======== DATA FOR THIS EXERCISE

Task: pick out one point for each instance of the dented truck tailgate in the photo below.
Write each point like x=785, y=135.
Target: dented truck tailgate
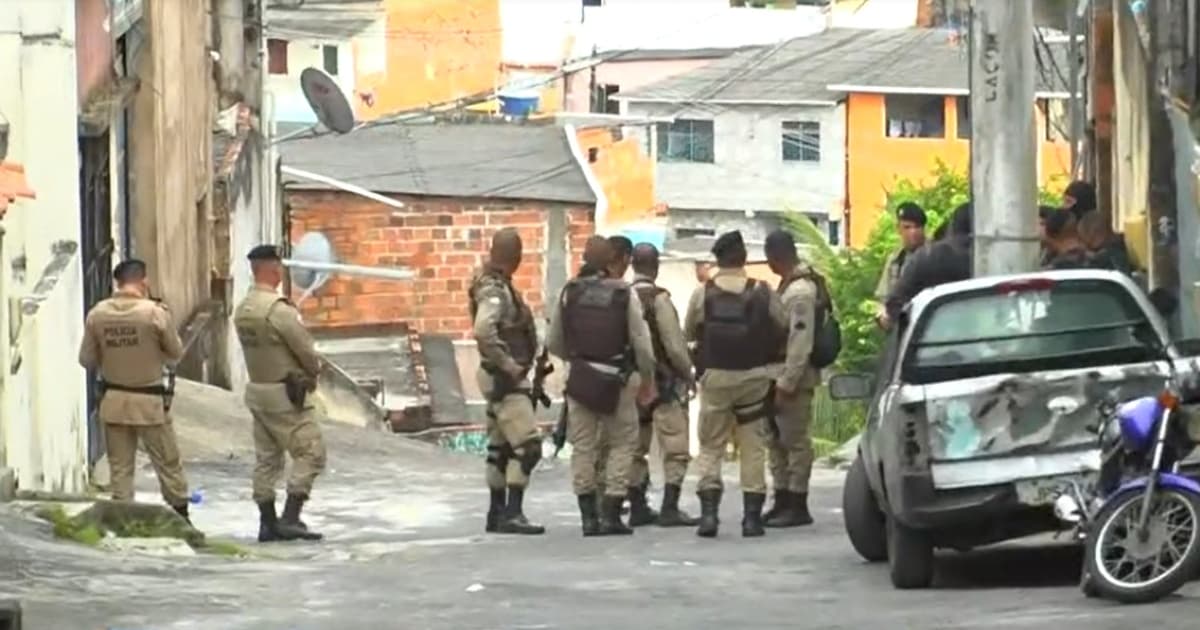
x=1023, y=414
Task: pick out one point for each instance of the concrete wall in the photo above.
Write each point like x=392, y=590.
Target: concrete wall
x=444, y=239
x=291, y=105
x=43, y=432
x=171, y=144
x=748, y=172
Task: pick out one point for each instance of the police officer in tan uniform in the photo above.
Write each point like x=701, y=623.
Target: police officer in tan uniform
x=789, y=439
x=283, y=369
x=737, y=323
x=508, y=343
x=597, y=328
x=131, y=339
x=666, y=415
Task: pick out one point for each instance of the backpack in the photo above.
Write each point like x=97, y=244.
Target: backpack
x=827, y=330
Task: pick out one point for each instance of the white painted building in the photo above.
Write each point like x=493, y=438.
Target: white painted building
x=341, y=37
x=43, y=430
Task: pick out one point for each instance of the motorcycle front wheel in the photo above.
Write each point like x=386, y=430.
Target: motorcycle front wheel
x=1137, y=569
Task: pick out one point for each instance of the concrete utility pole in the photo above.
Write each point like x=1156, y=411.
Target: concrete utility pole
x=1003, y=138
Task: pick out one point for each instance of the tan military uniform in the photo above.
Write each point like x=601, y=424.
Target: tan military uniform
x=586, y=429
x=790, y=443
x=130, y=340
x=670, y=418
x=275, y=343
x=507, y=337
x=725, y=390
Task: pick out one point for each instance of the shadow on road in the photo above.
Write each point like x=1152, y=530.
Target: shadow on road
x=1011, y=567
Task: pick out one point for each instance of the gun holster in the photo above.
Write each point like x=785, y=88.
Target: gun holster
x=298, y=385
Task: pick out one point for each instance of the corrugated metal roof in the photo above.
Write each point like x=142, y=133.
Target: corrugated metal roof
x=492, y=160
x=804, y=69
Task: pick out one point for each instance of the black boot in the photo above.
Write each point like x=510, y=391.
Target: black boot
x=640, y=513
x=267, y=522
x=793, y=514
x=751, y=514
x=588, y=515
x=671, y=515
x=514, y=520
x=495, y=509
x=289, y=525
x=183, y=511
x=610, y=517
x=709, y=504
x=777, y=504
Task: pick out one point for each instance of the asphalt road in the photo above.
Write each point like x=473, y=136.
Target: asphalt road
x=406, y=550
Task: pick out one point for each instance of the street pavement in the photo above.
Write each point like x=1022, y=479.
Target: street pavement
x=406, y=550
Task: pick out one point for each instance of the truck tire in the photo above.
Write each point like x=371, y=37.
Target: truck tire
x=910, y=556
x=865, y=525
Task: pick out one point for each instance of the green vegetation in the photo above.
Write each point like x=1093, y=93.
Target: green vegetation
x=103, y=519
x=855, y=274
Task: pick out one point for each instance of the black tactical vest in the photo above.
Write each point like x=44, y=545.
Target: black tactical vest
x=594, y=324
x=738, y=330
x=647, y=292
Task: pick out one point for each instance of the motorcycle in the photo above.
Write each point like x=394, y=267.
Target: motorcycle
x=1140, y=521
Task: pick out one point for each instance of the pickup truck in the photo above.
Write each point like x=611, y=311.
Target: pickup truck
x=978, y=415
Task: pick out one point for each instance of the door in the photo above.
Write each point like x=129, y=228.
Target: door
x=96, y=252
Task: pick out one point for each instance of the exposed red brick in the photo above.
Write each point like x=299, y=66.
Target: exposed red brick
x=445, y=240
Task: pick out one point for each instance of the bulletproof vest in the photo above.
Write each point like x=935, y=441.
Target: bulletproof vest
x=594, y=324
x=647, y=293
x=516, y=327
x=268, y=357
x=129, y=342
x=738, y=330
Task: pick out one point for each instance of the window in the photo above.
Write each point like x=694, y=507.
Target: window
x=1056, y=118
x=277, y=57
x=330, y=59
x=915, y=115
x=1071, y=324
x=964, y=107
x=802, y=142
x=691, y=233
x=687, y=141
x=604, y=101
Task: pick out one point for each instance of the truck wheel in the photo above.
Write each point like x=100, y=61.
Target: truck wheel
x=861, y=515
x=910, y=556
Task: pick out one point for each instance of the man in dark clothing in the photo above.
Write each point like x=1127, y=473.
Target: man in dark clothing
x=1063, y=250
x=937, y=263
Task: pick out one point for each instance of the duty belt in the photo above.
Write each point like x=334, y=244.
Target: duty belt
x=153, y=390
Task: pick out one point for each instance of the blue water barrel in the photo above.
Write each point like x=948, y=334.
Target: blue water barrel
x=517, y=106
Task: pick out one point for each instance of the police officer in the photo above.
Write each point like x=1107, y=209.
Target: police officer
x=911, y=226
x=738, y=323
x=131, y=339
x=508, y=343
x=597, y=327
x=283, y=367
x=789, y=442
x=666, y=415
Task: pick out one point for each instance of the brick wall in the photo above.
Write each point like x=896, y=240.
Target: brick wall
x=443, y=239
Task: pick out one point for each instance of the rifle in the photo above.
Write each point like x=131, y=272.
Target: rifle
x=559, y=436
x=541, y=369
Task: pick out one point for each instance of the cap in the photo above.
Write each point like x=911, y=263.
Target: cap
x=264, y=252
x=911, y=213
x=727, y=243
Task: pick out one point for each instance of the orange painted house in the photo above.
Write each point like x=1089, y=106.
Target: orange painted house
x=881, y=149
x=433, y=52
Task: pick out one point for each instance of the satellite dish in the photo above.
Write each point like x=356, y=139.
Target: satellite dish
x=312, y=247
x=327, y=100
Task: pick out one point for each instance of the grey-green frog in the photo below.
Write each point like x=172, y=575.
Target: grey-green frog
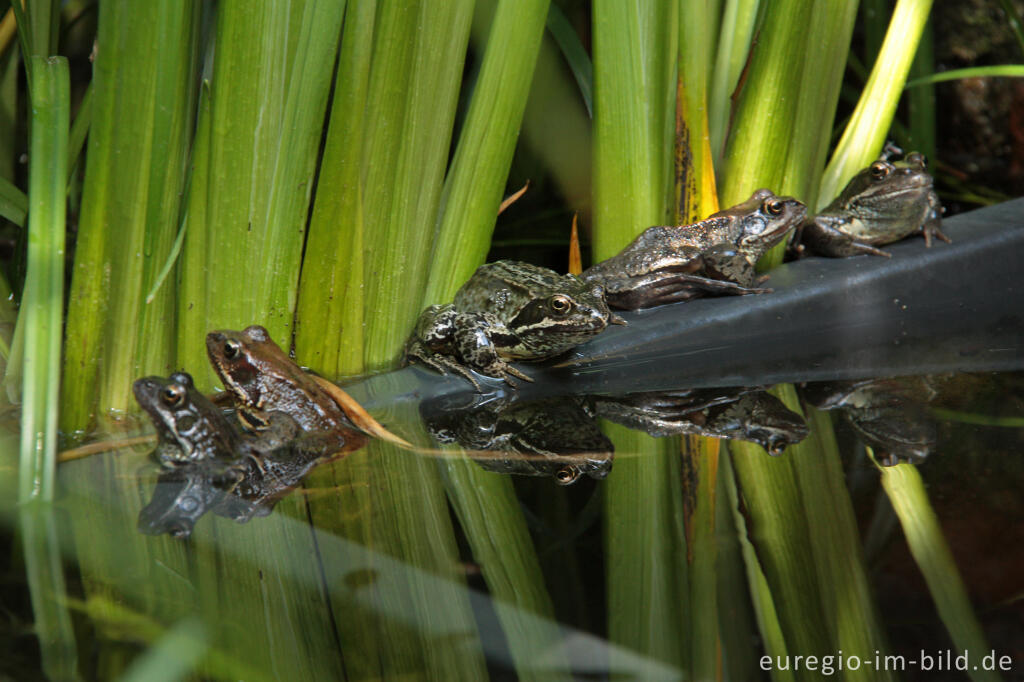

================

# YOUR TASK:
Reproduce the data from its beginning through the line containing "x=725, y=390", both included, and add 56 to every x and y value in the answer points. Keep the "Write each point like" lines unchanged and omit the pictures.

# COMPLETED EXERCISE:
Task: pick out one point for each instance of the dented truck tailgate in the photo below.
Write each point like x=785, y=135.
Target: dented truck tailgate
x=1079, y=470
Task: pick out one point for each instance of the concrete wall in the photo above.
Write each point like x=392, y=590.
Target: concrete wall
x=500, y=295
x=347, y=161
x=99, y=488
x=227, y=200
x=804, y=228
Task: pick out one point for each instance of the police officer in tan uniform in the photo above.
Write each point like x=701, y=623.
Target: police officer in tan uniform
x=845, y=495
x=339, y=425
x=793, y=379
x=564, y=399
x=653, y=384
x=187, y=395
x=722, y=471
Task: pick out one point for each instance of the backpack in the photo above.
Write each point like x=97, y=244.
Target: backpack
x=883, y=386
Task: pick out one point for each instance of the white painted building in the photo above.
Write each point like x=493, y=438.
Target: white painted building
x=397, y=93
x=99, y=486
Task: pick out one point for each instance of the motorcycle front wheel in the photo above.
Write each point like x=386, y=430.
Target: motorcycle front wheel
x=1193, y=625
Task: pick out one point for each instance of the concrete utility pole in the photo above.
Write each point like x=1156, y=411.
Target: concrete utility pole
x=1059, y=194
Task: pick out one point for each instance of the tan military uniform in the photo above.
Write each point like x=601, y=424.
Target: tan military uniform
x=642, y=485
x=846, y=499
x=186, y=396
x=726, y=474
x=331, y=399
x=563, y=393
x=781, y=446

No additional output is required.